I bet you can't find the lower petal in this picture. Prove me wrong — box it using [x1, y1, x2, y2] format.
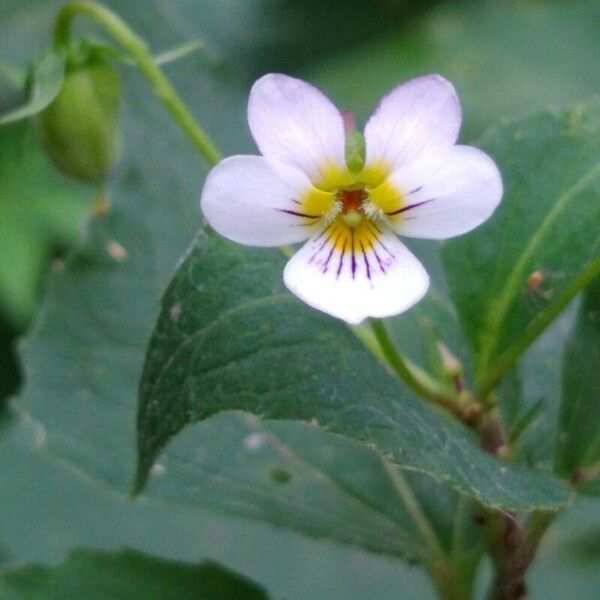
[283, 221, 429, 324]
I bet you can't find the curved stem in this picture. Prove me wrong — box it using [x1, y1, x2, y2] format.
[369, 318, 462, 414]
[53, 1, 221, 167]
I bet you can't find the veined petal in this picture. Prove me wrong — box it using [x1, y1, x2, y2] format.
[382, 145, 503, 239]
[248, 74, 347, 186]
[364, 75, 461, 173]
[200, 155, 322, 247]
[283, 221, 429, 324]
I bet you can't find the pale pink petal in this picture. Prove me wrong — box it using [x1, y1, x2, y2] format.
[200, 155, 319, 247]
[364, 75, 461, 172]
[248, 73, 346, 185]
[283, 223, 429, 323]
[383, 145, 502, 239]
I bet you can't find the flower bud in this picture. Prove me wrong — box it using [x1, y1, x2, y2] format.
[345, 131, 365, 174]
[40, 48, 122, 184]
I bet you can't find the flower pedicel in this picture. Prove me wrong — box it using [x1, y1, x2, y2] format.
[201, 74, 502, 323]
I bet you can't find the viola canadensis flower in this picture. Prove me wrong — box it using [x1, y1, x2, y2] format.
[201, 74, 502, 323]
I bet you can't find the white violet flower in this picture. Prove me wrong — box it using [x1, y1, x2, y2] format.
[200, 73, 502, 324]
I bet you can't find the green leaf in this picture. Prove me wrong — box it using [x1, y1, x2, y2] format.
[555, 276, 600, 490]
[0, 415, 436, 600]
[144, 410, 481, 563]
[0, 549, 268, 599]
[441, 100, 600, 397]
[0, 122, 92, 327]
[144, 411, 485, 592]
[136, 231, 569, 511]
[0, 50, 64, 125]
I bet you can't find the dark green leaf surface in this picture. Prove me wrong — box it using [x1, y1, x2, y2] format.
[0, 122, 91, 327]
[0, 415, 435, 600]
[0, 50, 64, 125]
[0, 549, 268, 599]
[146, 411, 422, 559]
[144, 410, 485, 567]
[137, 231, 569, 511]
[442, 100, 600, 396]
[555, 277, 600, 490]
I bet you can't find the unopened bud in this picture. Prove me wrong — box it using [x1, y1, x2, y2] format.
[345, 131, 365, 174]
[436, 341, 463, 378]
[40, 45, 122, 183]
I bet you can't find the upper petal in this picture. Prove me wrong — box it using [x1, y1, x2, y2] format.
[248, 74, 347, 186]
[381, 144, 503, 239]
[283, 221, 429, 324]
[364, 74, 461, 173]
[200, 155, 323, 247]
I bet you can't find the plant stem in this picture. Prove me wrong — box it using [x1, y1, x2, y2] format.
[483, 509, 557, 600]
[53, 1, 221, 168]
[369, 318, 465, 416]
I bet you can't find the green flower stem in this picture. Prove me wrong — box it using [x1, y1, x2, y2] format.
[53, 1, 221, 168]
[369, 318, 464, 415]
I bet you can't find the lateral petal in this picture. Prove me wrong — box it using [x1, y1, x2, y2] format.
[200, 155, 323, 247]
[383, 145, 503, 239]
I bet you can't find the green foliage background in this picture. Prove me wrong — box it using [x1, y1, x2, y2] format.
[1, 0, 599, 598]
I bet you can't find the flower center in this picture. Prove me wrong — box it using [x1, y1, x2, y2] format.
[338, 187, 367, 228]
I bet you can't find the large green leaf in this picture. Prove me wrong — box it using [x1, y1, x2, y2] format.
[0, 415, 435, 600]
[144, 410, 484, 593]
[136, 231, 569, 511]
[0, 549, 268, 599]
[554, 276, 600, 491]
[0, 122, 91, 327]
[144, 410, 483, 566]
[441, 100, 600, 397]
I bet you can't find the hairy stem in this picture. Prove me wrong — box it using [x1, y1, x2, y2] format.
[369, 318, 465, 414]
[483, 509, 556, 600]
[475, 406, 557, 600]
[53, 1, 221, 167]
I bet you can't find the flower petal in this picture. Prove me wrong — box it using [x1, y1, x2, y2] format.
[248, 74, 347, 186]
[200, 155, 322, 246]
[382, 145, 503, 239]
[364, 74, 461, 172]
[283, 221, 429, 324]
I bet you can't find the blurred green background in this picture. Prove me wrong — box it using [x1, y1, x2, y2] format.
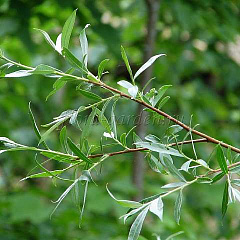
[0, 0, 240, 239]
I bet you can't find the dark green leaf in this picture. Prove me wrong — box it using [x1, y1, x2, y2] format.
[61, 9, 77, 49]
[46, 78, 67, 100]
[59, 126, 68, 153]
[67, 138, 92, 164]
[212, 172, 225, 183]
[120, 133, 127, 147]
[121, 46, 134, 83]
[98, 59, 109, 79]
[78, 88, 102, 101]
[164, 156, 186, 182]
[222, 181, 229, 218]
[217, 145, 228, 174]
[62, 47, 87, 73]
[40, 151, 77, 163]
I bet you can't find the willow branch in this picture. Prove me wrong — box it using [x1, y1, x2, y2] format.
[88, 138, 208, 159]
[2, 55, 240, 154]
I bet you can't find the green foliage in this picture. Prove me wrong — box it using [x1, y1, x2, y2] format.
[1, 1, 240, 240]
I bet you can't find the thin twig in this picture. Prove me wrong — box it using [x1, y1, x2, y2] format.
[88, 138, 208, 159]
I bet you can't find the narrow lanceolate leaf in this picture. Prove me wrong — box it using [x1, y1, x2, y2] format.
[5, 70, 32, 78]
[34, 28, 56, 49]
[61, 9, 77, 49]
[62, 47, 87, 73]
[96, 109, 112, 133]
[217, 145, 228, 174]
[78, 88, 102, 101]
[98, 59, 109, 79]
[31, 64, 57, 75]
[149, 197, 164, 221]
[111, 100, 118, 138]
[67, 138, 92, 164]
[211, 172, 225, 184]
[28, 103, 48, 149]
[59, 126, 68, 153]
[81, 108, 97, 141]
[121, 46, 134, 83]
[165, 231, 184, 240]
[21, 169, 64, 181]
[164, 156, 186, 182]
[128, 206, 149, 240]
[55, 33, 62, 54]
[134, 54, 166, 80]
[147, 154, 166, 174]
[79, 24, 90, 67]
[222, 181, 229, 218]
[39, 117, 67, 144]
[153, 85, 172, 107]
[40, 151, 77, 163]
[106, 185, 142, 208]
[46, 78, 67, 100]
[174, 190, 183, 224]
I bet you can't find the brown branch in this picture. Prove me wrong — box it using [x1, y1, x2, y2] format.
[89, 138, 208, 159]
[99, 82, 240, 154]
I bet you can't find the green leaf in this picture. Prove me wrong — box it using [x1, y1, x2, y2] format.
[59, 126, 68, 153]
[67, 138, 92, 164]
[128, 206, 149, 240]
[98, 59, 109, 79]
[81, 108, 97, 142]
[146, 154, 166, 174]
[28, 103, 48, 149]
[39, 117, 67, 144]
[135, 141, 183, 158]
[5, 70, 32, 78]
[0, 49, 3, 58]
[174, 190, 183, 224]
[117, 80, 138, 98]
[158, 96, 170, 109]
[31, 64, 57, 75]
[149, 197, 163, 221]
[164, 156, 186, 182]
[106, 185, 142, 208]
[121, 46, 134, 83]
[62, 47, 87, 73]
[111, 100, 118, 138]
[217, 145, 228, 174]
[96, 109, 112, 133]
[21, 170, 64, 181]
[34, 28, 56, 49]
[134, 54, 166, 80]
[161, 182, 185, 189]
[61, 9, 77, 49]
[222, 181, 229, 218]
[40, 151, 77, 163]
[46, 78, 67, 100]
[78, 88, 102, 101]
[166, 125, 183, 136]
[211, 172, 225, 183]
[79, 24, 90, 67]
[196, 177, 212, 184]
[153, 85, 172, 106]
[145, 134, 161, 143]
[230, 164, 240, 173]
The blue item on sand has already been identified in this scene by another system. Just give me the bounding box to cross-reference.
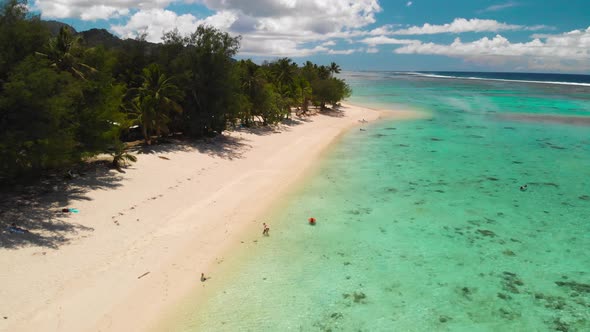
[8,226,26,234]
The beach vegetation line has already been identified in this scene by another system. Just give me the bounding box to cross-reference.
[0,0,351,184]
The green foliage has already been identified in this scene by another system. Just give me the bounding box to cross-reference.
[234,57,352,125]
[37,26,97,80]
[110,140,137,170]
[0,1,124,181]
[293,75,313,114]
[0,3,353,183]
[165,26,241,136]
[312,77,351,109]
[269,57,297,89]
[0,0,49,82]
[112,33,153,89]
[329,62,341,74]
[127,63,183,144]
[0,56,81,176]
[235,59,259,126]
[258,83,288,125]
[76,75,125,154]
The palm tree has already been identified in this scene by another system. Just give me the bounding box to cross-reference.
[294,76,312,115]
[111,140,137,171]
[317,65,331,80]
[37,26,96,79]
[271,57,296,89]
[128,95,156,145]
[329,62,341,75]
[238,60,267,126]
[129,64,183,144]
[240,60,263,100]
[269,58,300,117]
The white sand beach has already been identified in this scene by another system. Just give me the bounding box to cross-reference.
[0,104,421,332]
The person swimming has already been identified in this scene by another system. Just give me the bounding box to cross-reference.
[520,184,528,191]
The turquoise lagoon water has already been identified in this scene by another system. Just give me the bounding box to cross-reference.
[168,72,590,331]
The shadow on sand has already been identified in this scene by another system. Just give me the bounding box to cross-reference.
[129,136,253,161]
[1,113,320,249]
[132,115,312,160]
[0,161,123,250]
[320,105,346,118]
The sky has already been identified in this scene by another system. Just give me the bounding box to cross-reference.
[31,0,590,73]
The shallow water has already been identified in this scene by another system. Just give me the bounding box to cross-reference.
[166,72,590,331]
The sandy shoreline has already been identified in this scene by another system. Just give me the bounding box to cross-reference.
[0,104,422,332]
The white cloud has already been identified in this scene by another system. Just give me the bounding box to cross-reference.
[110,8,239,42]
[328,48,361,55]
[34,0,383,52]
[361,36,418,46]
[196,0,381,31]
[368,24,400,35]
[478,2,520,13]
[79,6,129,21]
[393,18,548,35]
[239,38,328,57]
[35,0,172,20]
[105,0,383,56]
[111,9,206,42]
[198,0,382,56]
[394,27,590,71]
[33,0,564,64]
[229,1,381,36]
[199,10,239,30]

====

Every line from the one with "The sandy shoreline" to the end of the records above should be returned exactly, and no other lines.

The sandy shoreline has already been identified in this scene by another system. Just give me the bounding box to cross-reference.
[0,104,422,332]
The white cloud has already been identified in this scene by another system. Just give me the bounding box to cross-reference.
[110,8,239,42]
[328,48,361,55]
[34,0,383,52]
[361,36,418,46]
[196,0,381,31]
[368,24,400,35]
[478,2,520,13]
[79,6,129,21]
[393,18,548,35]
[239,38,328,57]
[35,0,172,20]
[105,0,383,56]
[111,9,206,42]
[198,0,382,56]
[394,27,590,71]
[33,0,564,64]
[229,1,381,36]
[199,10,239,30]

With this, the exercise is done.